[begin Reading text]
Package 'fastglm' reference manual

Title:	Fast and Stable Fitting of Generalized Linear Models using 'RcppEigen'
Description:	Fits generalized linear models efficiently using 'RcppEigen'. The iteratively reweighted least squares implementation utilizes the step-halving approach of Marschner (2011) <doi:10.32614/RJ-2011-012> to help safeguard against convergence issues.
Authors:	Jared Huling [aut, cre], Douglas Bates [cph], Dirk Eddelbuettel [cph], Romain Francois [cph], Yixuan Qiu [cph]
Maintainer:	Jared Huling <[email protected]>
License:	GPL (>= 2)
Version:	0.0.3
Built:	2025-02-24 04:18:52 UTC
Source:	https://github.com/jaredhuling/fastglm

big.matrix prod

Description

big.matrix prod

Usage

## S4 method for signature 'big.matrix,vector'
x %*% y

## S4 method for signature 'vector,big.matrix'
x %*% y
## S4 method for signature 'big.matrix,vector'
x %*% y

## S4 method for signature 'vector,big.matrix'
x %*% y

Arguments

`x`	big.matrix
`y`	numeric vector

deviance method for fastglm fitted objects

Description

deviance method for fastglm fitted objects

Usage

## S3 method for class 'fastglm'
deviance(object, ...)
## S3 method for class 'fastglm'
deviance(object, ...)

Arguments

`object`	fastglm fitted object
`...`	not used

Value

The value of the deviance extracted from the object

family method for fastglm fitted objects

Description

family method for fastglm fitted objects

Usage

## S3 method for class 'fastglm'
family(object, ...)
## S3 method for class 'fastglm'
family(object, ...)

Arguments

`object`	fastglm fitted object
`...`	not used

Value

returns the family of the fitted object

fast generalized linear model fitting

Description

fast generalized linear model fitting

bigLm default

Usage

fastglm(x, ...)

## Default S3 method:
fastglm(
  x,
  y,
  family = gaussian(),
  weights = NULL,
  offset = NULL,
  start = NULL,
  etastart = NULL,
  mustart = NULL,
  method = 0L,
  tol = 1e-08,
  maxit = 100L,
  ...
[end Reading text]
[begin Data extract]
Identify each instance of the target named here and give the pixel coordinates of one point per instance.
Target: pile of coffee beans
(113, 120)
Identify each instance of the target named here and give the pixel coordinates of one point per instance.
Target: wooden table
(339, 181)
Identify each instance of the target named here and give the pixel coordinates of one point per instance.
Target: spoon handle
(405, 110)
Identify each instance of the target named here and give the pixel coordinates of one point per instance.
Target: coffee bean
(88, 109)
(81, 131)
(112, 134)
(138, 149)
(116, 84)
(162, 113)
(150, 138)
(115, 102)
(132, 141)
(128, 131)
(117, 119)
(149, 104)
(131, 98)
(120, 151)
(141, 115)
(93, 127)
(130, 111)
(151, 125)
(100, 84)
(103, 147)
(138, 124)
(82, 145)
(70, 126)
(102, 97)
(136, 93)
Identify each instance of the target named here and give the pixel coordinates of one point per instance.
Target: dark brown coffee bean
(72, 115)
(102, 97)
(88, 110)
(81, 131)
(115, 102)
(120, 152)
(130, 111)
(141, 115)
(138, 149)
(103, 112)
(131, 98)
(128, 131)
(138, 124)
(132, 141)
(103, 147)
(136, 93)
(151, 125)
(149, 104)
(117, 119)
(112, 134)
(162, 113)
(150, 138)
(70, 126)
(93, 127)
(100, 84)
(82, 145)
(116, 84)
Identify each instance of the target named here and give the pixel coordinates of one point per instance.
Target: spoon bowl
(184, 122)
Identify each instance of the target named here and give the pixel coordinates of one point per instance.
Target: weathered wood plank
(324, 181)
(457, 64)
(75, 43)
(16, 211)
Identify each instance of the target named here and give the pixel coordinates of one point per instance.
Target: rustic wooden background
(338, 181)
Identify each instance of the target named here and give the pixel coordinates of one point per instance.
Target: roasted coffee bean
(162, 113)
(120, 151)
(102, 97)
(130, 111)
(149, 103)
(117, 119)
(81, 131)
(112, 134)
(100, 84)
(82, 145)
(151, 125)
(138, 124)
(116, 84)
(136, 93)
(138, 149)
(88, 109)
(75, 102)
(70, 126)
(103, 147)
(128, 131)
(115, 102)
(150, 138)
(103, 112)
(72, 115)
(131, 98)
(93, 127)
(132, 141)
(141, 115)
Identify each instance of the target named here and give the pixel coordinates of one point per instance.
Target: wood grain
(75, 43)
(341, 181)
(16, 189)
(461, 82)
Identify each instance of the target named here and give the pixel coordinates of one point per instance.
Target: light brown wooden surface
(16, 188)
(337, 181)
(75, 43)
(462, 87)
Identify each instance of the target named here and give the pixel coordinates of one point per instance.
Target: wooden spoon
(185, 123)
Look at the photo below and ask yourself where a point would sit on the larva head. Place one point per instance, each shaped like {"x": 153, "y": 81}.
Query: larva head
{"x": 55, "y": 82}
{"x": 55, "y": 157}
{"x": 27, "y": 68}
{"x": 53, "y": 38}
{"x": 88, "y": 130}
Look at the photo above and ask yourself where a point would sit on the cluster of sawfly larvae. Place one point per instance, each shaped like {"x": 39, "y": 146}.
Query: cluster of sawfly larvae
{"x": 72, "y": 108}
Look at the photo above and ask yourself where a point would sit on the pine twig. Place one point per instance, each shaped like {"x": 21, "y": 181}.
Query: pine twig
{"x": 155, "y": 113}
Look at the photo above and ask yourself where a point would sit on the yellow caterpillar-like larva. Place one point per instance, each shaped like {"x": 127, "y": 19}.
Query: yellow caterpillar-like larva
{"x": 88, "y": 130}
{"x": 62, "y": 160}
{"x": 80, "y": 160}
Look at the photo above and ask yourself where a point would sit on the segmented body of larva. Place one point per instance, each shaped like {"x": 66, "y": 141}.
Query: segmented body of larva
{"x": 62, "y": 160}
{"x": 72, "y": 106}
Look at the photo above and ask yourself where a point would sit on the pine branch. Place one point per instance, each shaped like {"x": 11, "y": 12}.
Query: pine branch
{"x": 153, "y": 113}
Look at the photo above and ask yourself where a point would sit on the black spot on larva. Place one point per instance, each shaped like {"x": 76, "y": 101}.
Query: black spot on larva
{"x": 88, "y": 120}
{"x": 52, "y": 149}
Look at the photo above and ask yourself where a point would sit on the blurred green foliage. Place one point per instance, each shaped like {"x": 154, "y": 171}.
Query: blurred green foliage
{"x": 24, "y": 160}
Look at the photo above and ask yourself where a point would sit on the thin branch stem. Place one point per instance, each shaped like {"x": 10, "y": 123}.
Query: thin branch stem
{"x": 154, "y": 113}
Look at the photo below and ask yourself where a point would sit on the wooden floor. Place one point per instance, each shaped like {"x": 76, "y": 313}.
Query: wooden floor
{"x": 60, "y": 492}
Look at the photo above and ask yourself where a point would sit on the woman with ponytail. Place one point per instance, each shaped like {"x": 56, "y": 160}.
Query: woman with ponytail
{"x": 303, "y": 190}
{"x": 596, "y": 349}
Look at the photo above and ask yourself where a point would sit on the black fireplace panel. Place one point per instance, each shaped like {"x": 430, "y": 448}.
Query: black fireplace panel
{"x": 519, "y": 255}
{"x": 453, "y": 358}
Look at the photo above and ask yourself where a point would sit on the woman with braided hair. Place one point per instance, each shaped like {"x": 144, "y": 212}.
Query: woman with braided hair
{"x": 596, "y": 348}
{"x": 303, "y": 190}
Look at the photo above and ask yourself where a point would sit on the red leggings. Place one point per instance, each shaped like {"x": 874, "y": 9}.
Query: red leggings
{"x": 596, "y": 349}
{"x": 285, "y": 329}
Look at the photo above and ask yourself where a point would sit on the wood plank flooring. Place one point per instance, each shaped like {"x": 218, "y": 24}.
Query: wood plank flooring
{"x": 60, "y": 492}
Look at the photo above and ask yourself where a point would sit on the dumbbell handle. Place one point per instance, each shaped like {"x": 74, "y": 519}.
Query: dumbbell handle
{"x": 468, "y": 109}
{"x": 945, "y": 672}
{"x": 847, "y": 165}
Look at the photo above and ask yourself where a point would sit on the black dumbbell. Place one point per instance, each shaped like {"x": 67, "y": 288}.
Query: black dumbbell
[end Data extract]
• Task to carry out
Reproduce the passage of the fastglm reference manual starting with "returns the family" and going on through "fastglm(x, ...)".

• Response to this exercise
returns the family of the fitted object

fast generalized linear model fitting

Description

fast generalized linear model fitting

bigLm default

Usage

fastglm(x, ...)